The Weight of Being Different
By Sunita Singh Hans, Storyteller for RU Student Life
One of my favourite things to do when I’m waiting in an airport is to people watch. I once read that “Airports see more sincere kisses than wedding halls, and the walls of hospitals have heard more prayers than the walls of churches.” I always think of this quote when I’m in an airport, watching as people squeal with joy as they run to greet their loved ones at arrivals and hold back tears of sadness as they can’t bear to let them go at departures. It’s a place that holds such an immense amount of contrasting, genuine emotion, and nobody knows it better than I do.
In 2014 I made the decision to leave Northern Ireland, the only home I had ever known, and move to Toronto to attend Ryerson University. It’s the strangest feeling I’ve ever experienced, because I was so ecstatic to be attending my dream school in a brand new city, but there was also this pit in my stomach of uneasiness, sadness and nostalgia. It was as though I was the physical embodiment of the emotions felt at both arrival and departures, and for the majority of my first semester at Ryerson, this feeling never really went away.
The experience of being an international student is different for everyone. Living in the International Living and Learning Centre, I noticed most international students found their new normal in a matter of days. But then I realized that someone could have looked at me two years ago and assumed that I was fitting in perfectly too. I was making friends, getting good grades and involving myself in many school activities. In retrospect, I realize that the only person who really knew about the internal struggle that I was dealing with during my first semester at Ryerson was me.
_ _ _ _ _ _ _
* _Problems to solve_:
1 - In the essay, which university did the writer move to Toronto to attend?
2 - What does the essay list as the things the writer was doing that made it look as though the writer was fitting in perfectly?
3 - Do these statements agree with the essay? (a) The writer left Northern Ireland in 2014. (b) Most international students at the International Living and Learning Centre took months to adjust. (c) The writer's uneasy feeling faded within the first few weeks at Ryerson.

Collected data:
_ _ _ _ _ _ _
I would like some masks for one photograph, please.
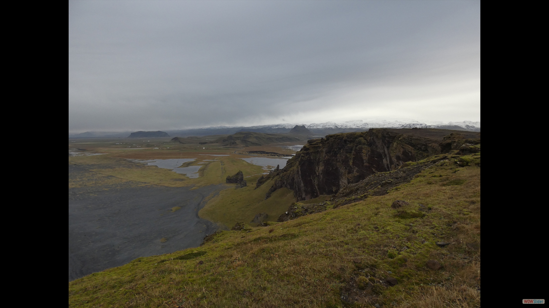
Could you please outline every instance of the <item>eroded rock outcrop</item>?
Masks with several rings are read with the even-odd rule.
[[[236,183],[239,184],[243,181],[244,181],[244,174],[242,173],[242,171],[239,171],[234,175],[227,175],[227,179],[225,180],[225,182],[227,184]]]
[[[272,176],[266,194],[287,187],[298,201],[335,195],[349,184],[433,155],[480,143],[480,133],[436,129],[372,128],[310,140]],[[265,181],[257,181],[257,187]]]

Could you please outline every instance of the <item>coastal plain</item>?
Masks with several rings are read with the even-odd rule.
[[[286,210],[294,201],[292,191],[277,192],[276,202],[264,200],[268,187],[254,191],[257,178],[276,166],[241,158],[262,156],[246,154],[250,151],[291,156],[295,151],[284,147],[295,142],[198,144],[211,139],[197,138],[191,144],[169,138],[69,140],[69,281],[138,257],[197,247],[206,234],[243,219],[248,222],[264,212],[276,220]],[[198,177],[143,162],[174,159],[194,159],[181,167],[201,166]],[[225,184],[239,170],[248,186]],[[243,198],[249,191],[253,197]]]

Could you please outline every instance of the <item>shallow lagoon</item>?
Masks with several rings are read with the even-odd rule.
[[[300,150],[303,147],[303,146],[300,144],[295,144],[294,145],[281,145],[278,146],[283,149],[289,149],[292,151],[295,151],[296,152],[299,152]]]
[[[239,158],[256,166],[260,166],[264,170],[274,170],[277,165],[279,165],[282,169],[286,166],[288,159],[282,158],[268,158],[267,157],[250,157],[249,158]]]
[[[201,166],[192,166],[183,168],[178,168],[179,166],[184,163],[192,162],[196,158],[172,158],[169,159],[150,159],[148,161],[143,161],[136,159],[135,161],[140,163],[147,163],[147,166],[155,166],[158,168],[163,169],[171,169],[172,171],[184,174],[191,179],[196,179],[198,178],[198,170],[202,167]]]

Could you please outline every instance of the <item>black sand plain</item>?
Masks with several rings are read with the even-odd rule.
_ _ _ _ _ _ _
* _Activity answers_:
1 - Ryerson University.

2 - Making friends, getting good grades, and involving myself in many school activities.

3 -
(a) Yes: "In 2014 I made the decision to leave Northern Ireland"
(b) No: "most international students found their new normal in a matter of days."
(c) No: "for the majority of my first semester at Ryerson, this feeling never really went away."